> _Task input_
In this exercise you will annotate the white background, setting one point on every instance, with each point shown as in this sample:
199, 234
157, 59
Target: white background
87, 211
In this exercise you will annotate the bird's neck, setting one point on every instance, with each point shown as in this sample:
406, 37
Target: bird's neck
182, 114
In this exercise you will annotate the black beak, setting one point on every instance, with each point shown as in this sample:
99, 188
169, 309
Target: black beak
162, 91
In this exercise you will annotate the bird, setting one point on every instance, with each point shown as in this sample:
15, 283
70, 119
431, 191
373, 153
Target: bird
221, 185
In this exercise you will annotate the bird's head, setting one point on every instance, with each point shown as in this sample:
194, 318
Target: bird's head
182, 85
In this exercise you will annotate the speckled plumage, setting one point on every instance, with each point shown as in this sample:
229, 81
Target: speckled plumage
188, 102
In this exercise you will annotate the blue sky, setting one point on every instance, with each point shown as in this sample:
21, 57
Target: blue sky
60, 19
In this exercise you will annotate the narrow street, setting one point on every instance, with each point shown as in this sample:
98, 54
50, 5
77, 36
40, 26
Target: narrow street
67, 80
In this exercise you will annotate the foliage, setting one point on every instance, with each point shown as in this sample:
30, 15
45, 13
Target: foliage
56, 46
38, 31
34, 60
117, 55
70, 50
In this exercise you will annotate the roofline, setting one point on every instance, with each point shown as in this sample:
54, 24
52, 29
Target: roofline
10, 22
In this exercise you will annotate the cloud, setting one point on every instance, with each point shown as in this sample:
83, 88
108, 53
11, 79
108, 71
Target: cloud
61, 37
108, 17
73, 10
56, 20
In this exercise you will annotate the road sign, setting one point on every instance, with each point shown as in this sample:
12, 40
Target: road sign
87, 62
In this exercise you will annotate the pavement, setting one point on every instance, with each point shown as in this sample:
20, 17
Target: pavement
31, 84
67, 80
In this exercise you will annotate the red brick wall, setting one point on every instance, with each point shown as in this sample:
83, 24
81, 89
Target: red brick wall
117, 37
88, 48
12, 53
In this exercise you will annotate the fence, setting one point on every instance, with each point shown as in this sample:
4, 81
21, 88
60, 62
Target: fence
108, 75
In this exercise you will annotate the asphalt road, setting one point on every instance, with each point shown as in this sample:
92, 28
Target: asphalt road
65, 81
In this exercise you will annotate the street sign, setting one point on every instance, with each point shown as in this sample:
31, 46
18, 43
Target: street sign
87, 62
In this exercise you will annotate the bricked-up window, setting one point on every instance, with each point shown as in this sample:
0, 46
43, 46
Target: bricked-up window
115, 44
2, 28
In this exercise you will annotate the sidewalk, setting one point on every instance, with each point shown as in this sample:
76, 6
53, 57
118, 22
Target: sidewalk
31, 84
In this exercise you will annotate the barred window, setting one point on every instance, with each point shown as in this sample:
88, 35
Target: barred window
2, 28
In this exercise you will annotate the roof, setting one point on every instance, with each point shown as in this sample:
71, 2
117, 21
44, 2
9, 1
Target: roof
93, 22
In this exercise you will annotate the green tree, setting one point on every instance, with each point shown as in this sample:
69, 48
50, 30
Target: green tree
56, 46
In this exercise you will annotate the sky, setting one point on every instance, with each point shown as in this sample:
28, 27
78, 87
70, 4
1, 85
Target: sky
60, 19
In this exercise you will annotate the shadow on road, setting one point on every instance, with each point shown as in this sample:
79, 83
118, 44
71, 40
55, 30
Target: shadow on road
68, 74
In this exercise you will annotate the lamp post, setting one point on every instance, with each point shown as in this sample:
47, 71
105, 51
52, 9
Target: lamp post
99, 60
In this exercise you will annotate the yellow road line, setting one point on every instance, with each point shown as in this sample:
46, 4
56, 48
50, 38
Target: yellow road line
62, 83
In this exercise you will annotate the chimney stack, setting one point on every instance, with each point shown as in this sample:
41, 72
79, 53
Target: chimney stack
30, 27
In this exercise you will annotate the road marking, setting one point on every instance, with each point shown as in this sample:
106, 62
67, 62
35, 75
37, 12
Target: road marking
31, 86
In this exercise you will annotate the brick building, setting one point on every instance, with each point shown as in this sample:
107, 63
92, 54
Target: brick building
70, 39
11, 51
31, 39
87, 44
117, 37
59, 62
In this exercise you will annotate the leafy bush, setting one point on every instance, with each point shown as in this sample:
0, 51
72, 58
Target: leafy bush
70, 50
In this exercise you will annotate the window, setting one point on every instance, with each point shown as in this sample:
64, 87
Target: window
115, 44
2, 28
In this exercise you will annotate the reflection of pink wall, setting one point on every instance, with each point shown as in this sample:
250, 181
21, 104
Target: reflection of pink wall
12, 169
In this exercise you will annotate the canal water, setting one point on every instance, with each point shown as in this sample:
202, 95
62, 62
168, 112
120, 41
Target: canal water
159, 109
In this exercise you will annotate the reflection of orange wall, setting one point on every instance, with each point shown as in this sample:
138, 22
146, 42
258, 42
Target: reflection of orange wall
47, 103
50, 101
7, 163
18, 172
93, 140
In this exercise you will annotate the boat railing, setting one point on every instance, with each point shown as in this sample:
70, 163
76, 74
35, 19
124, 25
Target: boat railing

> _Task goal_
Reproduce without any change every line of the items, starting with the line that contains "In this exercise you will annotate the boat" and ending with the last line of the items, both included.

> _Response for this exercise_
In this exercise you will annotate the boat railing, setting one point on every instance, with each point shown as in this sample:
70, 163
76, 74
35, 19
124, 25
Target: boat railing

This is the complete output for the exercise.